▶ JOBS
[A] In the mechanical alloying text, what equipment and atmosphere were used for the milling?
[B] List every technique that the mechanical alloying text says was used to characterize the MA powders.
[C] Does each statement agree with the mechanical alloying text? Answer yes or no for each, and quote the words from the text that decide it.
(i) The combination of Cu and Ta has a negative heat of mixing.
(ii) With x=35, a bcc solid solution formed after 150 h of milling.
(iii) An amorphous phase formed when the Mo content was reduced to x=10.

▶ PROVIDED TEXT
-- Start --

The solid state reaction by mechanical alloying(MA) generally proceeds by lowering the free energy as the result of a chemical reaction at the interface between the two adjacent layers. However, Lee et $al.^{1-5)}$ reported that a mixture of Cu and Ta, the combination of which is characterized by a positive heat of mixing of +2kJ/mol, could be amorphized by mechanical alloying. This implies that there exists an up-hill process to raise the free energy of a mixture of pure Cu and la to that of an amorphous phase. It is our aim to investigate to what extent the MA is capable of producing a non-equilibrium phase with increasing the heat of mixing. The system chosen was the ternary $Cu_{30}Ta_{ 70-x}Mo_ x$ (x=35, 10). The mechanical alloying was carried out using a Fritsch P-5 planetary mill under Ar gas atmosphere. The MA powders were characterized by the X-ray diffraction with Cu-K $\alpha$ radiation, thermal analysis, electron diffraction and TEM micrographs. In the case of x=35, where pure Cu powders were mixed with equal amount of pure Ta and Mo powders, we revealed the formation of bcc solid solution after 150 h milling but its gradual decomposition by releasing fcc-Cu when milling time exceeded 200 h. However, an amorphous phase was clearly formed when the Mo content was lowered to x=10. It is believed that the amorphization of ternary $Cu_{30}Ta_{60}Mo_{10}$ powders is essentially identical to the solid state amorphization process in binary $Cu_{30}Ta_{70}$ powders.

-- End --

▶ INFORMATION PROVIDED
-- Start --

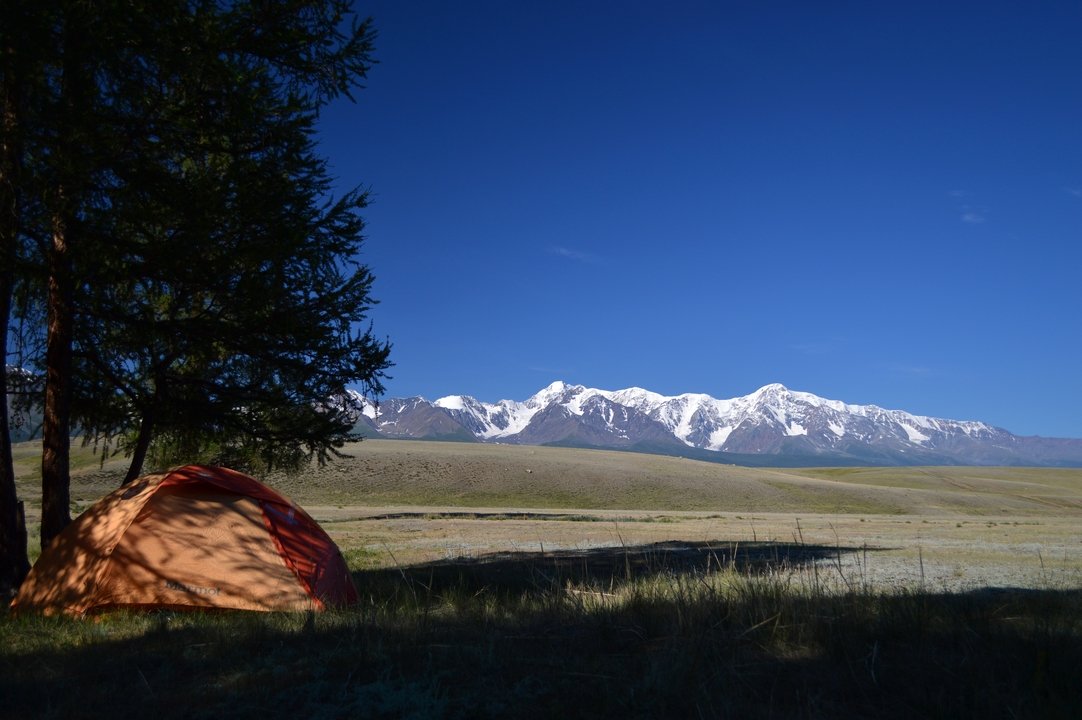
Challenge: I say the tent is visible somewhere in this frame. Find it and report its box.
[12,466,357,615]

-- End --

▶ TASK RESPONSES
[A] A Fritsch P-5 planetary mill under Ar gas atmosphere.

[B]
- X-ray diffraction with Cu-Kα radiation
- Thermal analysis
- Electron diffraction
- TEM micrographs

[C]
(i) No: "characterized by a positive heat of mixing of +2kJ/mol"
(ii) Yes: "we revealed the formation of bcc solid solution after 150 h milling"
(iii) Yes: "an amorphous phase was clearly formed when the Mo content was lowered to x=10"